- [REQUIRED TASK] Collect every line of the rows below that contains the word "wheel", and copy each such line in full.

====

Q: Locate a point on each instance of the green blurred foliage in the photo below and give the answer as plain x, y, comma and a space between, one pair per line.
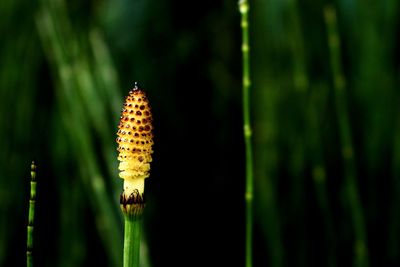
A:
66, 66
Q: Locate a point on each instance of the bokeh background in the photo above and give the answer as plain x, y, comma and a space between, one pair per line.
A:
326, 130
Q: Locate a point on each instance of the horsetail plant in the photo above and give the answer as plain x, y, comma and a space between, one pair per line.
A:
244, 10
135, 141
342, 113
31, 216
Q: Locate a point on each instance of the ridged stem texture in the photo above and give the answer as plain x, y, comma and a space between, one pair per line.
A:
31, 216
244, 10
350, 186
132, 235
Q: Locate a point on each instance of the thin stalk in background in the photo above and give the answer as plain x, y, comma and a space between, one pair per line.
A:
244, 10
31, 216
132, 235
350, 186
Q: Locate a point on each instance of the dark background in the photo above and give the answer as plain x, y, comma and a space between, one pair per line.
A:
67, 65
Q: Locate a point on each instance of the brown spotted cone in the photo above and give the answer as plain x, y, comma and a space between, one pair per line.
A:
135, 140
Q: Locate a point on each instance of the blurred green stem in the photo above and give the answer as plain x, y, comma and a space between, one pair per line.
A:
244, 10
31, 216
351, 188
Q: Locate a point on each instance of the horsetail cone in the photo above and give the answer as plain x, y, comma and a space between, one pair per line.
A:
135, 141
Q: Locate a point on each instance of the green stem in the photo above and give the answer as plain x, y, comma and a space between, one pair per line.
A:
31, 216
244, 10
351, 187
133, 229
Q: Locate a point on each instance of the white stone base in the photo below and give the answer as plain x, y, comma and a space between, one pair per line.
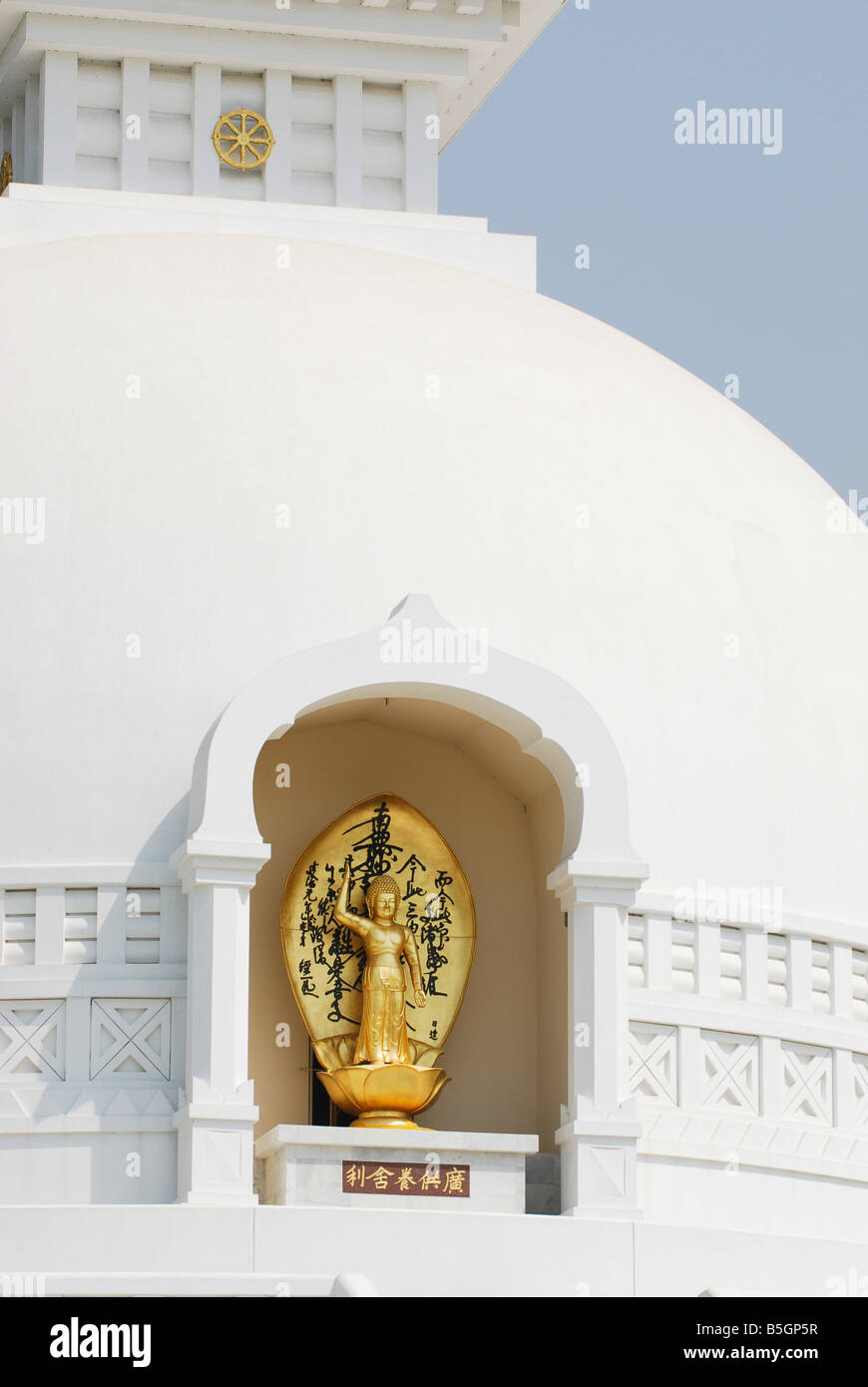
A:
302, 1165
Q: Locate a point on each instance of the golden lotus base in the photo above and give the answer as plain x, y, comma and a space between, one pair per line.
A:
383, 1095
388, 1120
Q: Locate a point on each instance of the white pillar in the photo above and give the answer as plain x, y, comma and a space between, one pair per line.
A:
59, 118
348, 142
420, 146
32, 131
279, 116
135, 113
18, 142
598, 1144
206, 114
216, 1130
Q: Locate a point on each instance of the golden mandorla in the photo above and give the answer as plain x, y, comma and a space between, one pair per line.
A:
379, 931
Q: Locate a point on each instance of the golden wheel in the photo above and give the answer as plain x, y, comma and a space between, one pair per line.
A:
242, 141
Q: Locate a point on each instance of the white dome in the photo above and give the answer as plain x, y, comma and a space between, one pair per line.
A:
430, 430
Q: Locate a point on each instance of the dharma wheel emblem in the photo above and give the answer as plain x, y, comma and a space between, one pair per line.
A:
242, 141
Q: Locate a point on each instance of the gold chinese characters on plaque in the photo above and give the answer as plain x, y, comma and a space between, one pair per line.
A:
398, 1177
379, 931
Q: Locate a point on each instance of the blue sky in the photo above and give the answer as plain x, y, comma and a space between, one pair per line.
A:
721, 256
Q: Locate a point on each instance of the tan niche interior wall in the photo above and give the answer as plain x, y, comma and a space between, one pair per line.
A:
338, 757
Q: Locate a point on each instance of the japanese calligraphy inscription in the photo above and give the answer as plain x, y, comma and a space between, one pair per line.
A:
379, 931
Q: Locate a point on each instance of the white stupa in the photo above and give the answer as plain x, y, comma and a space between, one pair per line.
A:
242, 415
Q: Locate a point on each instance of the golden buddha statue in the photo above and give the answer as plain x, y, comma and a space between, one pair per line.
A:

====

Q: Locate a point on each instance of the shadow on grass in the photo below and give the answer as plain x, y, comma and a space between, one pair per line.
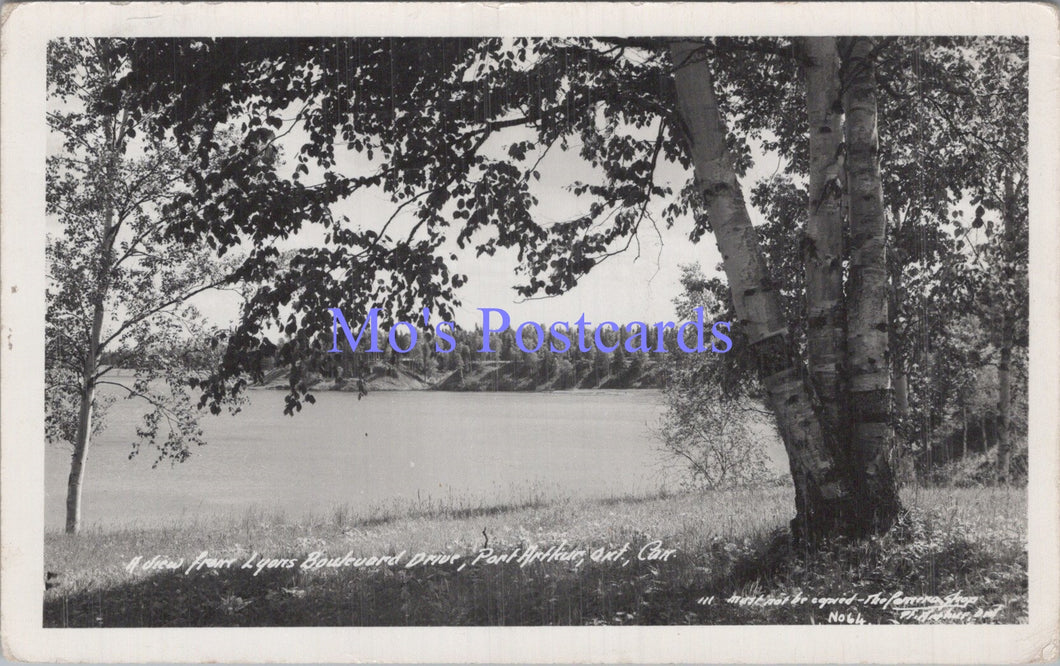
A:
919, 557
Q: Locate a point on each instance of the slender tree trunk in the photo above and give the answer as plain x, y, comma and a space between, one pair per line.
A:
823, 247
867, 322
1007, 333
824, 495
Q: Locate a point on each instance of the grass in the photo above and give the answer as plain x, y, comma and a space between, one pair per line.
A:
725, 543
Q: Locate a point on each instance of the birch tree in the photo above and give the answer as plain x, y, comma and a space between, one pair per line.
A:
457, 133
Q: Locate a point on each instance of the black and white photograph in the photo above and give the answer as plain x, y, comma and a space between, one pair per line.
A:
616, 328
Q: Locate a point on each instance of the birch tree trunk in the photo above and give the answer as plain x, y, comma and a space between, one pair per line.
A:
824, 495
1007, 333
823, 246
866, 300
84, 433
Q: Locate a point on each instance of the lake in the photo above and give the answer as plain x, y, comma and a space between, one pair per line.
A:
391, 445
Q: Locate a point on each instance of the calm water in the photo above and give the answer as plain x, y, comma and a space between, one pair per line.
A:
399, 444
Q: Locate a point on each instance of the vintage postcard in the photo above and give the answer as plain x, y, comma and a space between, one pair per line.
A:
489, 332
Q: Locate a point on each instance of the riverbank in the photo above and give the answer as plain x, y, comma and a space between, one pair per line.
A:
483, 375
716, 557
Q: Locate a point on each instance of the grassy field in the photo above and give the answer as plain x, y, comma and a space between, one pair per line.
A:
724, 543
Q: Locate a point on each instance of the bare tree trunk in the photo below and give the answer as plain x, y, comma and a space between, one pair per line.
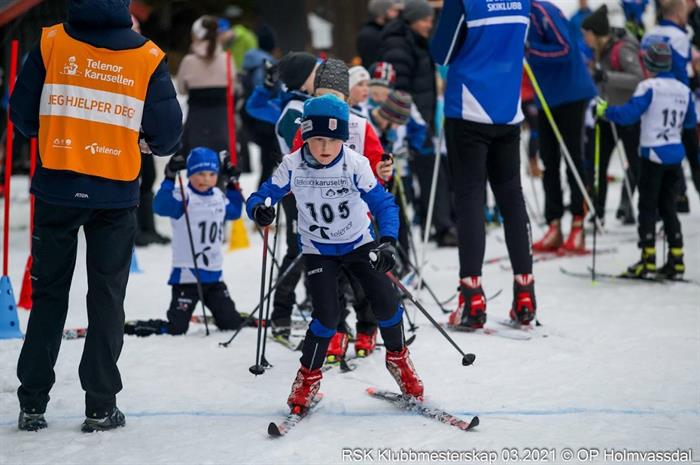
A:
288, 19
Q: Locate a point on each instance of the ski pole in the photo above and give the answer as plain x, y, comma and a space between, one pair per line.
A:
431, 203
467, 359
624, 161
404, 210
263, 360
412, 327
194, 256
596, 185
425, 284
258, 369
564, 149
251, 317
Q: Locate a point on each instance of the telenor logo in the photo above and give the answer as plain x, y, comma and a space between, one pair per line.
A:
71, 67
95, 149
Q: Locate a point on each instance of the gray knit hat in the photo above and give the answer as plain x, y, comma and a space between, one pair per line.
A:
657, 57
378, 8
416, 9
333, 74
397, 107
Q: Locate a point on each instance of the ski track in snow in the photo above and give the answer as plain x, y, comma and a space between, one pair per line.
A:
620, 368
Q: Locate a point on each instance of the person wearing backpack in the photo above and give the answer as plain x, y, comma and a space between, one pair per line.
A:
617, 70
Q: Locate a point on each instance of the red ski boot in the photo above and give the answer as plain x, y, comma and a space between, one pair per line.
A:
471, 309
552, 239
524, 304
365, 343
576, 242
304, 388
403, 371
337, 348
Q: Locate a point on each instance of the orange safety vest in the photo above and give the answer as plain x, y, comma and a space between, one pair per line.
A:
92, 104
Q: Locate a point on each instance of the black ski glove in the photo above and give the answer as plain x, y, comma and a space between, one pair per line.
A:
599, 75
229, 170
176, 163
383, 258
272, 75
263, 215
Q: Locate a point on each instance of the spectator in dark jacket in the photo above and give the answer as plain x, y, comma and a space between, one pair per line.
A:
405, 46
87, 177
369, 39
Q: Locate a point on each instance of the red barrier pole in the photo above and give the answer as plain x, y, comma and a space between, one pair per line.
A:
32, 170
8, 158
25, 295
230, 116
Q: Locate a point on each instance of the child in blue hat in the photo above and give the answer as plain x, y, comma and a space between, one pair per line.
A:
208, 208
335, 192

====

- [PROBLEM SOLUTION]
Q: Locate a point on each instance of the golden wheel in the photo above and give the answer as plain x, y, comma and a space between, one pair per line.
Q: Locate a point on each instance of the dharma wheel emblem in the photo above and give the answer as plain x, y, comma and a space between, one pair per line.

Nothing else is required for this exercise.